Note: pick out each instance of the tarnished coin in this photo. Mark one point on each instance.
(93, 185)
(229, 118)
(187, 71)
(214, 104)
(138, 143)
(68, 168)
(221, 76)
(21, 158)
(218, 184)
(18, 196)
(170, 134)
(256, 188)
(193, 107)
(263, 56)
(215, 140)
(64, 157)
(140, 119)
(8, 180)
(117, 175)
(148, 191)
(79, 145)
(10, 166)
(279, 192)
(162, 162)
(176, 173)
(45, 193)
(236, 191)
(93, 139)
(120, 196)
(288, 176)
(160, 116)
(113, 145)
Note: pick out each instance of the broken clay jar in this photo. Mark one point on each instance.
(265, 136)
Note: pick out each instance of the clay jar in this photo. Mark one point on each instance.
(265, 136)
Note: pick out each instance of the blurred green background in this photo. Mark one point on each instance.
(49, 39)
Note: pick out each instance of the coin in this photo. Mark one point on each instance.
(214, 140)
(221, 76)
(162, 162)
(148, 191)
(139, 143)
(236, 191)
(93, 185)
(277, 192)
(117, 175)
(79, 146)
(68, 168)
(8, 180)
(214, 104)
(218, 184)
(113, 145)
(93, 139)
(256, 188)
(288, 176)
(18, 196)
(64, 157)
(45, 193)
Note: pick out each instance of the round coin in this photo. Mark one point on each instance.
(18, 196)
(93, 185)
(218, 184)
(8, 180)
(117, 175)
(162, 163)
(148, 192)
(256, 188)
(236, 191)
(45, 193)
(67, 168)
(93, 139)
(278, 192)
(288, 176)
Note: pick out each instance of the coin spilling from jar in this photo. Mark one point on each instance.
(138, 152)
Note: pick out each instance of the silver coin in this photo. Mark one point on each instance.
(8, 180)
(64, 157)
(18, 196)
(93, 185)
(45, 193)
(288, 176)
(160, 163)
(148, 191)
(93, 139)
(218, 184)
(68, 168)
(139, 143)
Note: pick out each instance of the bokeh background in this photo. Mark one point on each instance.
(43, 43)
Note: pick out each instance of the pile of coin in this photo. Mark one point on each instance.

____

Extract every line of the items above and copy each one word for word, in its original order.

(Task solution):
Note: pick out each instance of the tarnished coin in this photo. Mark one point on each instance.
(93, 185)
(229, 118)
(187, 71)
(214, 104)
(138, 143)
(68, 168)
(221, 76)
(21, 158)
(218, 184)
(18, 196)
(170, 134)
(256, 188)
(193, 107)
(263, 56)
(215, 140)
(64, 157)
(140, 119)
(8, 180)
(117, 175)
(148, 191)
(79, 145)
(10, 166)
(279, 192)
(162, 162)
(176, 173)
(45, 193)
(236, 191)
(93, 139)
(120, 196)
(288, 176)
(160, 116)
(113, 145)
Note: pick out each instance of the broken clay jar in this photo. Mark one point on each instance.
(265, 136)
Note: pick out each instance of the clay jar in this photo. Mark one point on each instance.
(265, 136)
Note: pick out each instance of the blurred green background in this photo. Mark one point on each instance.
(49, 39)
Note: pick out each instance of the coin in this photo. Mark one point on each instance.
(214, 140)
(221, 76)
(162, 162)
(148, 191)
(139, 143)
(236, 191)
(93, 185)
(277, 192)
(117, 175)
(79, 146)
(68, 168)
(8, 180)
(214, 104)
(218, 184)
(113, 145)
(93, 139)
(256, 188)
(288, 176)
(18, 196)
(64, 157)
(45, 193)
Note: pick out each instance of the round coin in this photo. Mark one point on each instance.
(18, 196)
(93, 185)
(218, 184)
(8, 180)
(117, 175)
(162, 163)
(148, 192)
(256, 188)
(236, 191)
(45, 193)
(67, 168)
(93, 139)
(278, 192)
(288, 176)
Note: pick out each instance of the coin spilling from jar in this photo. Mark one point on each instance.
(138, 152)
Note: pick out each instance of the silver coin in this photo. Mark one point on each instance.
(8, 180)
(64, 157)
(18, 196)
(93, 185)
(45, 193)
(288, 176)
(160, 163)
(148, 191)
(93, 139)
(218, 184)
(68, 168)
(139, 143)
Note: pick out each instance of the bokeh background in this photo. Mark one point on each instance.
(43, 43)
Note: pick out each instance of the pile of coin in this photo. Mark one point on each instance.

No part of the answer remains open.